**WHAT IS NEEDED:**
Reproduce every one of the following records verbatim, keeping each line as it appears.

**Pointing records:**

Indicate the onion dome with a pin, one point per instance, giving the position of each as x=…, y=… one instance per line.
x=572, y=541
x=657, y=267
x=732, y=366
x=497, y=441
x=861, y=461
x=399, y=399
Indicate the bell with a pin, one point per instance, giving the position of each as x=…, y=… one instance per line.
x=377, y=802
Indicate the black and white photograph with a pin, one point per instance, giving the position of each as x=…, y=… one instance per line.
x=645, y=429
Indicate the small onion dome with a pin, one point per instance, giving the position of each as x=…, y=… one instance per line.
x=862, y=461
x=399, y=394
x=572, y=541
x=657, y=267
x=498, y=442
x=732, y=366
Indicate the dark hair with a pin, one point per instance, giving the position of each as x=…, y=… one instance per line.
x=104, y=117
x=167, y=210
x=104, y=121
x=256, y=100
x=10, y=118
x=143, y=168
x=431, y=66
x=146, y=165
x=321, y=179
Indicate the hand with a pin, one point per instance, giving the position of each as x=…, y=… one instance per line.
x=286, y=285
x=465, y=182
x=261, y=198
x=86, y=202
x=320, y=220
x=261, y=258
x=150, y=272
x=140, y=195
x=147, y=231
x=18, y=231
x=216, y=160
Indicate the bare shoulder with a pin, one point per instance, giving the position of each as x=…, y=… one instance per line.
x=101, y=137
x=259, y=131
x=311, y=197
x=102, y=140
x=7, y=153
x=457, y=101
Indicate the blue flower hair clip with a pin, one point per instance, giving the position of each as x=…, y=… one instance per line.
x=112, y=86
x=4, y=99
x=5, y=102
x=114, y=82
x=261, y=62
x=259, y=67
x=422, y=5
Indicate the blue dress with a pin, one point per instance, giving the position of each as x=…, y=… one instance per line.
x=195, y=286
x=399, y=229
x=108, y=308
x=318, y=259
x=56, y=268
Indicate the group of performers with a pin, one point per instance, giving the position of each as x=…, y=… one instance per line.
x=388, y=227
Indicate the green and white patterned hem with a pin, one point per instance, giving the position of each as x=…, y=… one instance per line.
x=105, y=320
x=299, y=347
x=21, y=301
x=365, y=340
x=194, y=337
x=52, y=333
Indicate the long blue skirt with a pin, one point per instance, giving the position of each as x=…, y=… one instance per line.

**OUTPUT:**
Indicate the onion dome with a pin, one point per instance, giving the position of each as x=…, y=… one instance per line.
x=572, y=541
x=657, y=267
x=732, y=366
x=497, y=441
x=861, y=461
x=399, y=399
Indicate the bell with a pin, one point per instance, giving the position of each as x=…, y=… one instance per line.
x=377, y=802
Indicate the black and white photograph with a pin, one point per instance, giving the position of each as x=…, y=… one instance per line.
x=645, y=429
Indicate the small onion dome with a pin, one point per instance, giving the position of each as x=…, y=… one instance per line.
x=862, y=461
x=399, y=394
x=572, y=541
x=657, y=267
x=498, y=442
x=732, y=366
Indicate the dark hair with a pin, one point per instance, giving the position of each as x=…, y=… one instance per line.
x=104, y=117
x=167, y=210
x=104, y=121
x=256, y=100
x=10, y=118
x=143, y=168
x=431, y=66
x=146, y=165
x=321, y=179
Indicate the hand with a pin, one point per instance, giving the position of each as x=…, y=… one instance per line.
x=286, y=285
x=465, y=182
x=261, y=198
x=86, y=202
x=320, y=220
x=261, y=258
x=150, y=272
x=140, y=195
x=147, y=231
x=18, y=231
x=216, y=160
Indicate the bare shoulder with a pin, one point per instance, giving the position of each as x=…, y=… one instance per line.
x=101, y=137
x=259, y=131
x=311, y=197
x=102, y=140
x=7, y=153
x=457, y=101
Indicate the blue flower hair clip with a pin, one point per instance, giving the position of each as x=…, y=… one instance per line.
x=112, y=86
x=4, y=99
x=5, y=102
x=114, y=82
x=261, y=62
x=259, y=67
x=422, y=5
Indicate the blue dress with a pin, one point per instance, giving the position of each as x=…, y=… one instance per line.
x=195, y=286
x=399, y=229
x=108, y=308
x=318, y=259
x=56, y=268
Indicate the group of performers with a pin, one point per instance, giving the position of each as x=…, y=… one instance per line.
x=388, y=227
Indicate the green and white patterned hem with a pin, one point per instance, giving the position of each as x=…, y=… one instance per line.
x=105, y=320
x=299, y=347
x=21, y=301
x=365, y=340
x=194, y=337
x=52, y=333
Indicate the long blue skirt with a pin, one point per instance, giving the position of each as x=…, y=… one instance per line.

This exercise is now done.